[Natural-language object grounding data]
╭──

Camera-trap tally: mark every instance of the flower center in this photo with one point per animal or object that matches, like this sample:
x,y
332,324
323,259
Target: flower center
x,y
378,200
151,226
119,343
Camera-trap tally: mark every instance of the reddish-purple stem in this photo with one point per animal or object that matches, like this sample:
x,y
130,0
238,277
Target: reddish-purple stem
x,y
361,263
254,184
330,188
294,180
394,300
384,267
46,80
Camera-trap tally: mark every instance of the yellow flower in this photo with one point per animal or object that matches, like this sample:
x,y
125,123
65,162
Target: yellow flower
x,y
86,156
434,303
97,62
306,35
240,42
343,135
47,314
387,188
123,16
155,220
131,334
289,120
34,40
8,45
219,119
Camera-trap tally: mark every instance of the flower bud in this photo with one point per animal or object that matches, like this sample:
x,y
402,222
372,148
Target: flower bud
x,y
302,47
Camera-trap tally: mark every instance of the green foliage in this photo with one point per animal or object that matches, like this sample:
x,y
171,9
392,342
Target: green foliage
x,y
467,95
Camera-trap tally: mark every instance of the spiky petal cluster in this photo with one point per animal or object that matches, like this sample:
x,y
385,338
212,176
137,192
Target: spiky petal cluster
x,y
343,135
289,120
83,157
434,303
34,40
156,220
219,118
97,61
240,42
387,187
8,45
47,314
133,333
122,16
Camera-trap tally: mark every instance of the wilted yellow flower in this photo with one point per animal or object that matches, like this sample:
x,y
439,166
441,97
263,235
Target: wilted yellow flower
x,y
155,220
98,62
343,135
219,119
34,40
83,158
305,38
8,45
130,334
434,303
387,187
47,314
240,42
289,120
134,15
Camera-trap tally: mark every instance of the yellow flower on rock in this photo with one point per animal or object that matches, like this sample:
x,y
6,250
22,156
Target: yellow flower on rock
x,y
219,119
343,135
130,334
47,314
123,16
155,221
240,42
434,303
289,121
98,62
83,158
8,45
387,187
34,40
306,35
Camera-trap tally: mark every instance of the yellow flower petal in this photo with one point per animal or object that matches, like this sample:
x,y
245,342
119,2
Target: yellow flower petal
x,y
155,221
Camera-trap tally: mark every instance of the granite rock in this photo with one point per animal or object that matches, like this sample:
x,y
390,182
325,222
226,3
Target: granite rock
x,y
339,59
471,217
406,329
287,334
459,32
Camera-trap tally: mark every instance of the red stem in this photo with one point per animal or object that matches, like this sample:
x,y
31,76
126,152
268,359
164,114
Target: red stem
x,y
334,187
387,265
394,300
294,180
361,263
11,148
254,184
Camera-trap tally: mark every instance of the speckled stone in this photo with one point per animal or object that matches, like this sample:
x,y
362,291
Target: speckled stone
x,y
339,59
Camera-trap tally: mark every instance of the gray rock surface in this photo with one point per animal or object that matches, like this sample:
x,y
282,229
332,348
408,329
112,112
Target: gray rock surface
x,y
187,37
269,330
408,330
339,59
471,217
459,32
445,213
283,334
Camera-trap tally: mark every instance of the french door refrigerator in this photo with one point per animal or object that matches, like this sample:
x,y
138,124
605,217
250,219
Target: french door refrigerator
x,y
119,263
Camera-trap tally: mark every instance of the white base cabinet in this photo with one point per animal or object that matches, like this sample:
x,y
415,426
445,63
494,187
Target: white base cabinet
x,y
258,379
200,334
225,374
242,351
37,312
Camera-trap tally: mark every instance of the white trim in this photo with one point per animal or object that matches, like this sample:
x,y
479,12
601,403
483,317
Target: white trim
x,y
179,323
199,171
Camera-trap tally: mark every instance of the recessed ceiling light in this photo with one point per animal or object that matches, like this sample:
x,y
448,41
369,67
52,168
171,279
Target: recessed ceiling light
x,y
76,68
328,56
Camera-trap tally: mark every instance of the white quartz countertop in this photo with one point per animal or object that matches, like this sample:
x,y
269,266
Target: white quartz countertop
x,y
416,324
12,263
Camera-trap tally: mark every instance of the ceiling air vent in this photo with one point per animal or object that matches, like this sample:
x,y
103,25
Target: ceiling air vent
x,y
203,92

╰──

Please copy out every entry exactly, with nothing omitted.

Camera-trap tally: mark every instance of the flower center in this photo with one point per animal or object that matches, like this sample:
x,y
332,324
323,259
Target: flower center
x,y
378,200
151,226
119,343
Camera-trap tally: mark every instance of the reddish-purple stem in this photo with one point per animal or object that matches, like this sample:
x,y
130,0
238,277
Target: reddish-purple stem
x,y
361,263
254,184
330,188
294,180
394,300
384,267
46,80
Camera-trap tally: mark every instance of the yellow flower in this photo with one point per animal or object that matches, like this sample:
x,y
125,123
65,162
Target: yellow flower
x,y
86,156
434,303
97,62
306,35
240,42
343,135
47,314
387,188
123,16
155,220
131,334
289,120
34,40
8,45
219,119
Camera-trap tally: mark every instance of the flower bud in this photo with one point per animal or object that matches, like this sample:
x,y
402,222
372,148
Target: flower bud
x,y
302,47
Camera-trap tally: mark every instance of the green foliage in this photo with one point per animal or object that matches, like this sample:
x,y
171,9
392,342
Target: green foliage
x,y
467,95
Camera-trap tally: mark every instance of the spiky petal cluster in this photo with one point per animal or object that matches, like this sample:
x,y
385,338
212,176
137,192
Target: spiky petal cluster
x,y
343,135
289,120
83,157
434,303
34,40
156,220
219,118
97,61
240,42
387,187
8,45
47,314
133,333
122,16
Camera-trap tally: mark every instance of the wilted yellow flower in this photo with one point per animal or object that matches, like this sample:
x,y
439,166
441,97
263,235
Target: wilted yellow flower
x,y
155,220
98,62
343,135
219,119
34,40
83,158
305,38
8,45
130,334
434,303
387,187
47,314
240,42
289,120
134,15
Camera-trap tally: mark every instance of the yellow flower on rock in this photo with one point per animal or object that matches, like this sample:
x,y
6,250
22,156
Target: yellow flower on rock
x,y
219,119
343,135
130,334
47,314
123,16
155,221
240,42
434,303
289,121
98,62
83,158
8,45
387,187
34,40
306,35
Camera-trap tally: mark every instance of the yellow flower petal in this photo with one point per animal or object that matches, like this sample:
x,y
245,342
119,2
Target: yellow flower petal
x,y
155,221
Camera-trap tally: mark every instance of the granite rock in this photo with one point per animal or object that matches, like this sample:
x,y
390,182
325,222
226,3
Target: granite rock
x,y
339,59
471,217
406,329
287,334
459,32
Camera-trap tally: mark every instance of the red stem in this photo with one point per animal or object that matches, like this sample:
x,y
31,76
126,152
268,359
164,114
Target: red stem
x,y
334,187
387,265
394,300
294,180
361,263
11,148
254,184
Camera-trap tally: mark every instance of the speckled stone in this photo with one point per animal or object that matches, like this sample:
x,y
362,291
Target: speckled stone
x,y
339,59
Camera-trap tally: mark every instance of the gray rock surface in this photo with one point per animal or object that matches, like this sample:
x,y
282,229
332,348
408,329
112,112
Target: gray rock surface
x,y
187,37
269,330
408,330
339,59
471,217
459,32
445,213
283,334
Camera-trap tally: mark every instance of the french door refrigerator in this photo with one point per animal or object that matches, like this sample:
x,y
138,124
605,217
250,219
Target: french door refrigerator
x,y
119,263
Camera-trap tally: mark every instance of the white base cabinet in this photo with one point per animal or object that matches, like this sample:
x,y
415,426
445,63
494,187
Target: white base cabinet
x,y
258,379
200,334
225,374
242,351
37,312
Camera-trap tally: mark every instance of the white trim in this photo with one point per animal or object that matches, like this sample:
x,y
479,12
601,403
483,317
Target: white trim
x,y
179,323
199,171
Camera-trap tally: mark every instance of the recessed ceiling light in this photo with one point per animal or object that matches, like this sample:
x,y
448,41
369,67
52,168
171,279
Target: recessed ceiling light
x,y
76,68
328,56
Camera-trap tally: mark every instance of the white quartz countertop in this photo with one point per animal or object that matches, like this sample:
x,y
269,266
Target: white quartz countertop
x,y
416,324
12,263
Camera-trap tally: mark every instance of the ceiling air vent in this photo with one point per animal or object that matches, like this sample:
x,y
103,25
Target: ceiling air vent
x,y
203,92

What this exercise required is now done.